■ **EXERCISE DESCRIPTION**
Answer these questions from the document section on CO2 capture:
1. What electricity generation cost did Bonalumi et al. estimate for the ammonia process?
2. In general, how much CO2 is captured per kmol of amine?
3. Which did the extensive review judge preferable in the long run, amines or ammonia?

Since the main stationary CO2 emission sources are power plants, several processes have been developed for the separation of CO2 from the combustion products and its subsequent capture. Among the most frequently used processes for CO2 capture are chemical reactions with ammonia and ammonia compounds. Valenti et al. used chilled ammonia and performed a detailed study on the NH3-CO2 reaction and the separation of the gas from the other combustion products [22]. A detailed study by Bonalumi et al., also using ammonia, estimated that this process will cause significant electricity generation costs, close to USD 124/MWh—three to four times higher than the wholesale electricity price in most States of the USA [23]. In addition, chilled ammonia processes (CAPs) suffer other disadvantages such as un-reacted ammonia, which escapes into the atmosphere (ammonia slip), additional cooling and acid wash recovery systems, substantial energy expenditure for the cooling, dedicated cooling equipment, as well as health and safety concerns (including toxicity, explosion hazards, and corrosiveness).
Another CO2 separation method utilizes the absorption of the gas with amines, followed by the subsequent regeneration of the amine. Weiland et al. proposed a solution of monoethanolamine (MEA) and methyldiethanolamine (MDEA) for the separation of CO2 from the combustion gases [24]. Aqueous MEA and piperazine were proposed by Aliyon et al. [25], while Carapellucci et al. also considered MEA capture with a molten carbonate fuel cell, which concentrates the gaseous CO2 in its anode and simplified the capture process [26]. Rao and Rubin [27] also worked with amines and developed methods to improve the capture efficiency of the gas. In general, 0.5 kmol of CO2 is captured per kmol of amine, and the latter is regenerated by heat addition [28]. Other chemical separation methods for CO2 include the use of the carbonate mineral trisodium hydrogendicarbonate dihydrate (trona) [29]. An extensive review of the ecological and environmental impacts of CO2 capture using ammonia and amines concluded that there are fewer environmental impacts of the latter and that amines are preferable to ammonia in the long run [30]. Whether amines or ammonia are used for CO2 capture, heat must be supplied to the reaction products in order to separate the CO2 and regenerate the original chemical compounds.

Data records

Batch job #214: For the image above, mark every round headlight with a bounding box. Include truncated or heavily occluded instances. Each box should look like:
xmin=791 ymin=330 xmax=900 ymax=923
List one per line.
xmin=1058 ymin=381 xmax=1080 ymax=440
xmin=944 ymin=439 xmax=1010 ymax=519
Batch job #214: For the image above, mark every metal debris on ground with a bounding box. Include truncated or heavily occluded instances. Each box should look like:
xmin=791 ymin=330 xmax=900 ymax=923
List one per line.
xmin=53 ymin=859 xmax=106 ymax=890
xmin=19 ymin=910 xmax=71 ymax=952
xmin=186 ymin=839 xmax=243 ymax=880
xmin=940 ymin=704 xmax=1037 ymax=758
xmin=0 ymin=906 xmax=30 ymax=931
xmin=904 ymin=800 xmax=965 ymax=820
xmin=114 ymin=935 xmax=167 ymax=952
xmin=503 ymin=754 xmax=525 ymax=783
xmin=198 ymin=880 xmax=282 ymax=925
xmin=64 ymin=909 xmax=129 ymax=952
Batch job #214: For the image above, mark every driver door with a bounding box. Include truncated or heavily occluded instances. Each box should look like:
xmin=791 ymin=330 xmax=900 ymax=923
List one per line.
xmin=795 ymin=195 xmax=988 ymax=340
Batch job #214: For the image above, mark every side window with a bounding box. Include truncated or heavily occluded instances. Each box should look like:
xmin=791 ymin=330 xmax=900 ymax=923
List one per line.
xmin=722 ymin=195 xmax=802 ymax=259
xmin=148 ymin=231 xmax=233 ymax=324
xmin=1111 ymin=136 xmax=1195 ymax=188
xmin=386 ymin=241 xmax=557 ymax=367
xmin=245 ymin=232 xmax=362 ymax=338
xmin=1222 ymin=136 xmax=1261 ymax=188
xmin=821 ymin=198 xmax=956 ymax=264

■ **SOLVED EXERCISE**
1. Close to USD 124/MWh.
2. 0.5 kmol of CO2.
3. Amines.